Testing: whether you think about cost at production scale.

How To Prepare

Reading question banks gets you 30% of the way. The other 70% is reps.

Build a real prompt suite. Pick a small task (summarize a support ticket, classify GitHub issues, extract data from invoices). Write zero-shot, few-shot, and CoT versions. Build a 30-example golden set. Score with an LLM judge. Iterate. Now you have something to talk about in the case study.

Practice the structured output round. Take an API you know. Define five tools. Build an agent loop. Log every tool call. Walk through it out loud. This is the exercise most candidates skip and the one that comes up most in senior loops.

Read the canonical references. The Anthropic prompt engineering docs, the OpenAI cookbook, and Lilian Weng's posts on agents cover most of what comes up.

Run mock interviews. Live prompt writing under a 60-minute clock is its own skill. The model output is unpredictable, the interviewer watches how you react, and time goes fast. Interview Coder runs AI mock sessions matching the prompt-writing and eval-design rounds at frontier labs. Its answers run on the latest Claude models — useful when the question is literally about how frontier models behave.

Prompt engineering interviews reward people who have shipped and can talk through the failures. Bring two or three stories: a prompt you rewrote three times before it stopped hallucinating, an eval set that caught a regression, a tool description you fixed and watched call accuracy jump from 60% to 95%. That's the texture interviewers remember.

Task details :: Copy the passage above on preparing for prompt engineering interviews in full, without any changes.

Entries from a collection

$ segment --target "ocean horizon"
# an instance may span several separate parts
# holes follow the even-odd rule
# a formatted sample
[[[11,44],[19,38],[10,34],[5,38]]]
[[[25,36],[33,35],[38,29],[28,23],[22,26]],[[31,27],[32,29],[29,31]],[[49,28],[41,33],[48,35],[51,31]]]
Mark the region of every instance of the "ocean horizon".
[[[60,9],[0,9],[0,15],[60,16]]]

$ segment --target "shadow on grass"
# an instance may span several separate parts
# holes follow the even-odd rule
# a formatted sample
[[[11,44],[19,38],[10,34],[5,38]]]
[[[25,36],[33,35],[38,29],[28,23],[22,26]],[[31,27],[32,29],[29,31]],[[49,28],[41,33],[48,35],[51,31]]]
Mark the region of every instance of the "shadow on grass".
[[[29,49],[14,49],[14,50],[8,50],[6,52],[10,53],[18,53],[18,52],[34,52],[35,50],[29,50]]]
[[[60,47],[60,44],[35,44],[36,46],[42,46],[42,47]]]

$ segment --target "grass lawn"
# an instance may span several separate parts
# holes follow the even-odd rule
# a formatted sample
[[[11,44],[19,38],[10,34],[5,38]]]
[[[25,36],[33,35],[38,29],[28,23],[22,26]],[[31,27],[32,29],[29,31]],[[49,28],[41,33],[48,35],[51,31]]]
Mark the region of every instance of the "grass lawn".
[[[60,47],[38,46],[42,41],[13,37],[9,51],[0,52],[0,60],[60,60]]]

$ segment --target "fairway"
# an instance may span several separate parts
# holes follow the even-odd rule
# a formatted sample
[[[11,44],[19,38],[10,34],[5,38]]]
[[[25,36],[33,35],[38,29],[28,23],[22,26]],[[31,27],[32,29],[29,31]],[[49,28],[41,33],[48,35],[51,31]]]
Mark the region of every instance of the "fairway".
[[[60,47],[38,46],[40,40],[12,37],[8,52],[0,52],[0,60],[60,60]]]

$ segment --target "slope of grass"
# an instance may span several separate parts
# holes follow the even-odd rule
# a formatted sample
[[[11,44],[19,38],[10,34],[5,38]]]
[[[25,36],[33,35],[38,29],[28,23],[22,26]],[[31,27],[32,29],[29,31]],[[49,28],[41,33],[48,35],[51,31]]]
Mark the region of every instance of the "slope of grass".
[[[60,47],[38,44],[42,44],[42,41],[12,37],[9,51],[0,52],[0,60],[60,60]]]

Task response ::
Testing: whether you think about cost at production scale.

How To Prepare

Reading question banks gets you 30% of the way. The other 70% is reps.

Build a real prompt suite. Pick a small task (summarize a support ticket, classify GitHub issues, extract data from invoices). Write zero-shot, few-shot, and CoT versions. Build a 30-example golden set. Score with an LLM judge. Iterate. Now you have something to talk about in the case study.

Practice the structured output round. Take an API you know. Define five tools. Build an agent loop. Log every tool call. Walk through it out loud. This is the exercise most candidates skip and the one that comes up most in senior loops.

Read the canonical references. The Anthropic prompt engineering docs, the OpenAI cookbook, and Lilian Weng's posts on agents cover most of what comes up.

Run mock interviews. Live prompt writing under a 60-minute clock is its own skill. The model output is unpredictable, the interviewer watches how you react, and time goes fast. Interview Coder runs AI mock sessions matching the prompt-writing and eval-design rounds at frontier labs. Its answers run on the latest Claude models — useful when the question is literally about how frontier models behave.

Prompt engineering interviews reward people who have shipped and can talk through the failures. Bring two or three stories: a prompt you rewrote three times before it stopped hallucinating, an eval set that caught a regression, a tool description you fixed and watched call accuracy jump from 60% to 95%. That's the texture interviewers remember.